## [REQUIRED ACTIONS]
a) Output the blog post on India's poor from "Seems though that" to "go remains unanswered.", copying it word for word.
b) Go on with the blog post on India's poor, picking up right after its final sentence.

## [TEXT SECTION]

And talking of aberrations what do you say of the Minister whose reaction to a farmer fasting to seek water to be released was to say in a meeting: what does he expect us to do. Should we urinate in the dam to fill them? I have no words to express my contempt. But it is once again the proof of what the rulers think of the poor, the very poor whose votes they seek every 5 year with false promises.

What kind of a country are we? We cannot provide drinking water, basic food let alone health care and education to the poor. We watch in catatonic torpor as motivated legislation to supposedly alleviate poverty, education, provide health, employment are passed by our legislators knowing very well that they are only yet another way to scams and corruption. We know that it is our money but do not bother to raise our voice perhaps because of our cynicism or because our loved ones are fed, educated and can access the best with a view!

Seems though that some are finally waking up from their slumber as at last the media seems to echo what has been written in many posts of this blog. In the recent issue of Tehelka magazine, there is a disturbing and almost frightening article on the actual state of the young population we sow like to showcase as an asset. It is said that by the end of the decade, just 7 short years down the line the average age of our population will be 29! A young work force could be a huge asset. But that is where the story ends. Of the 430 million that form our work force now only 30 work in the organised sector. The question of where the additional 480 million that will join this work force in 2 decades will go remains unanswered.

## [SUPPLIED DATA]
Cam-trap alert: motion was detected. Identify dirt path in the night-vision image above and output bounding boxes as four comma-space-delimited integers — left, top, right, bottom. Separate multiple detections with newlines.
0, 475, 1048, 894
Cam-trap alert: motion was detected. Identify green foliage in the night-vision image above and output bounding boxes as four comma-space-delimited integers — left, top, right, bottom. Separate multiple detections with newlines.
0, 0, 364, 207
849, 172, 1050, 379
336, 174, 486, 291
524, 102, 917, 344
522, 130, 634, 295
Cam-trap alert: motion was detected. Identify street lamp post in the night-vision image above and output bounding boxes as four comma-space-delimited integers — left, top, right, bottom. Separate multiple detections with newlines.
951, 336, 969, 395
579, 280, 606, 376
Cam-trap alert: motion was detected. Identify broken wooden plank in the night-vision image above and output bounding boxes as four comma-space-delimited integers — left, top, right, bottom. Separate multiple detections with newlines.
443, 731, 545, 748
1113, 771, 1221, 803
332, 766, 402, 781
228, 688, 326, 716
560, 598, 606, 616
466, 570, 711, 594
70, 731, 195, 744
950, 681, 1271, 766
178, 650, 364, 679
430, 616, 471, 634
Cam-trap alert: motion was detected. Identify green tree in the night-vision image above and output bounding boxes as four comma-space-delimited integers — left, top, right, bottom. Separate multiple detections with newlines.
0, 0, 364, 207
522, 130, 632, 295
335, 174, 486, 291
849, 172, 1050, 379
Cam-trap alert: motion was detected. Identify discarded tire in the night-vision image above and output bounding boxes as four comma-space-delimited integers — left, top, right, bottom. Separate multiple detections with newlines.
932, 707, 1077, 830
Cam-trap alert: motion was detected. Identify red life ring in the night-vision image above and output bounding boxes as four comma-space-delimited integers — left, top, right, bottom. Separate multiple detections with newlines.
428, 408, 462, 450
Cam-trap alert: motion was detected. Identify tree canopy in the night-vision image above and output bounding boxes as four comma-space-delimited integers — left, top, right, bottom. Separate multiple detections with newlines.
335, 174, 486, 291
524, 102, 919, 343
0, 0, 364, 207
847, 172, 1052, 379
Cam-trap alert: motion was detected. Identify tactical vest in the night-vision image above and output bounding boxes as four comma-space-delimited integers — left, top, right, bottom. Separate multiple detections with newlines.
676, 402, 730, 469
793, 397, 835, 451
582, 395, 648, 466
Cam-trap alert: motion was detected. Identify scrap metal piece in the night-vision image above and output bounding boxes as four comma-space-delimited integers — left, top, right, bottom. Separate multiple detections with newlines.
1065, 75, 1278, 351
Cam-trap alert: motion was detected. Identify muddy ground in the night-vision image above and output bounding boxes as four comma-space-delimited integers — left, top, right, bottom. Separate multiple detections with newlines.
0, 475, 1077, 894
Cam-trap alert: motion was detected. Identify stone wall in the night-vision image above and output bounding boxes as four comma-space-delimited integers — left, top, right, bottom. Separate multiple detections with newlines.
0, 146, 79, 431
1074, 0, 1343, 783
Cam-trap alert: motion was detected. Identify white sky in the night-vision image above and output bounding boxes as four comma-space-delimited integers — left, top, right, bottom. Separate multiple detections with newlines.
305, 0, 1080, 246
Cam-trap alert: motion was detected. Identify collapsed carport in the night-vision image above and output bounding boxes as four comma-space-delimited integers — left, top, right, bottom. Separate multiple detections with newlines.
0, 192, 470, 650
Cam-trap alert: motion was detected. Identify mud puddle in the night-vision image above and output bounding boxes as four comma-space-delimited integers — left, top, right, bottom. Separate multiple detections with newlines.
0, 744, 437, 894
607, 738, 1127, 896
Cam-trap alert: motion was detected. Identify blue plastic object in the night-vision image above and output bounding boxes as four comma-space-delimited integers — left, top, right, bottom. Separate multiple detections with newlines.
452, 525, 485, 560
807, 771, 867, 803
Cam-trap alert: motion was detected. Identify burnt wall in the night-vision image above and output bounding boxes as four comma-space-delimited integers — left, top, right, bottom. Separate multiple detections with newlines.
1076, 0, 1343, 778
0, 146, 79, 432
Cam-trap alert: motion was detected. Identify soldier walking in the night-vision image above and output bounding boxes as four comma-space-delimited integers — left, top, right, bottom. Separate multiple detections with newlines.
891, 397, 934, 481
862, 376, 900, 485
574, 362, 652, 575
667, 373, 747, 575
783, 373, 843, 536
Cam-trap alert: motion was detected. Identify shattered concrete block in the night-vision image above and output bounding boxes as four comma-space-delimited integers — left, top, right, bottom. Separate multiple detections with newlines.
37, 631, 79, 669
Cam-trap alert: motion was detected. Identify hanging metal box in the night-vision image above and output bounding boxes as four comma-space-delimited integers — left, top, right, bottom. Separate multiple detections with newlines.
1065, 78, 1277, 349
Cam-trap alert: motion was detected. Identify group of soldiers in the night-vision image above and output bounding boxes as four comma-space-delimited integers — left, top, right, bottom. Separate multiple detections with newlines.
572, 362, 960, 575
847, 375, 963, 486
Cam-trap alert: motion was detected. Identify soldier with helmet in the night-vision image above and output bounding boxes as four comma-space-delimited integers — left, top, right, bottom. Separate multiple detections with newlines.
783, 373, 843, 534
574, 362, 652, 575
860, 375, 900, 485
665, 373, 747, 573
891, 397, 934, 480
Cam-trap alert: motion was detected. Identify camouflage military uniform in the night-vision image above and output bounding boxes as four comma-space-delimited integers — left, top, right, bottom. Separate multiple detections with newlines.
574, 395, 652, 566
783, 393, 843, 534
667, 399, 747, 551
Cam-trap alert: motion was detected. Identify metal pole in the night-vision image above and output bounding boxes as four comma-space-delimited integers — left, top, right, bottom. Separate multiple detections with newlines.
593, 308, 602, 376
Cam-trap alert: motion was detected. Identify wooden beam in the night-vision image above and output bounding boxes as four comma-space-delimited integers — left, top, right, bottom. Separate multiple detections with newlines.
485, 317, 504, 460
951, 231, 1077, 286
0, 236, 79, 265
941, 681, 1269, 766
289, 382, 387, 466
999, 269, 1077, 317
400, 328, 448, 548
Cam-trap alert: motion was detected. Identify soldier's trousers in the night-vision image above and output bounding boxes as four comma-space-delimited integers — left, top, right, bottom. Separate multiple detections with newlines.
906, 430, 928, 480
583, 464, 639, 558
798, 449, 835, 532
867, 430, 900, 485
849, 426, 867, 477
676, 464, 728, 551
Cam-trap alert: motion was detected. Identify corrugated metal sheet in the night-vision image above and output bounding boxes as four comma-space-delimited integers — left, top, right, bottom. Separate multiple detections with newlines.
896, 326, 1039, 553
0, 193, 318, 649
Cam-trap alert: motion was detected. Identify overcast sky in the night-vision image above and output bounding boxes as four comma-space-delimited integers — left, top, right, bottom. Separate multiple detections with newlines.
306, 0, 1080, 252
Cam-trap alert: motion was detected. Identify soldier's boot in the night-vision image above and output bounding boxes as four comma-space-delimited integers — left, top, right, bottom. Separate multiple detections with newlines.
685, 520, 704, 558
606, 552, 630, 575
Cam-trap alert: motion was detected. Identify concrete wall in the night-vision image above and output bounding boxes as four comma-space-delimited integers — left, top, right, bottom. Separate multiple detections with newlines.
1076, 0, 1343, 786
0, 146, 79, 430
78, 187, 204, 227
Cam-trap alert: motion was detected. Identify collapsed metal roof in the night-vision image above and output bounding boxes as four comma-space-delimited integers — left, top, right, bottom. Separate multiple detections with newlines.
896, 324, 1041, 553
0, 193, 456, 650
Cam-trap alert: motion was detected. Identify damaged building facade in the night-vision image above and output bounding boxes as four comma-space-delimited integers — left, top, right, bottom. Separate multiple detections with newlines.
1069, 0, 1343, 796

## [EXPECTED RESULTS]
a)
Seems though that some are finally waking up from their slumber as at last the media seems to echo what has been written in many posts of this blog. In the recent issue of Tehelka magazine, there is a disturbing and almost frightening article on the actual state of the young population we sow like to showcase as an asset. It is said that by the end of the decade, just 7 short years down the line the average age of our population will be 29! A young work force could be a huge asset. But that is where the story ends. Of the 430 million that form our work force now only 30 work in the organised sector. The question of where the additional 480 million that will join this work force in 2 decades will go remains unanswered.

b)
But the reality is alarming. The story of this so called youth force is handicapped from they day of conception. One out of every five child in India is of low birth weight and over 40 percent of children in India are underweight and stunted. Scarily, while 70 percent of children below five years are anaemic, only 43 percent of children below the age of two receive all their immunisation, compared to 90 percent in Bangladesh. 5000 of such children will die every day if we do not act. For those who make it pass the 5 year milestone the story does not change. If they do make it to the portals of education we have ensured that they will fail. Recent statistics show that 60 percent of the children in Class V cannot read at a Class II level and 75 percent cannot complete simple division sums. While the government pats itself on the Sarva Shiksha Abhiyan for having achieved near universal enrolment in primary education (96 percent), there is in fact an 80 percent dropout by Class XII. So, of the 27 million children who annually enrol in primary schools across the country, only 5.4 million make it to Class XII. (Annual Status of Education Report (ASER) report).

The schools are abysmal and the teachers worse. We need to recruit @ 250 000 teachers per annum. We do not have enough candidates as school teaching is very low on the job preference list. And should you make it pass school then the third rate higher teaching shops that have proliferated ensure that you are not job worthy and where are the jobs anyway!

We need to go back to the drawing board and make our education skill based. Not everyone is academically oriented so where he/she to learn some useful skill whilst still in school, he/she could get employment. And perhaps then drop out rates could be contained.

But this is all a pipe dream as we know that our rulers are not truly interested in changing things. The young of poor India have been let down by those who rest in their bed with a view while little children still run the risk of having their fingers chopped!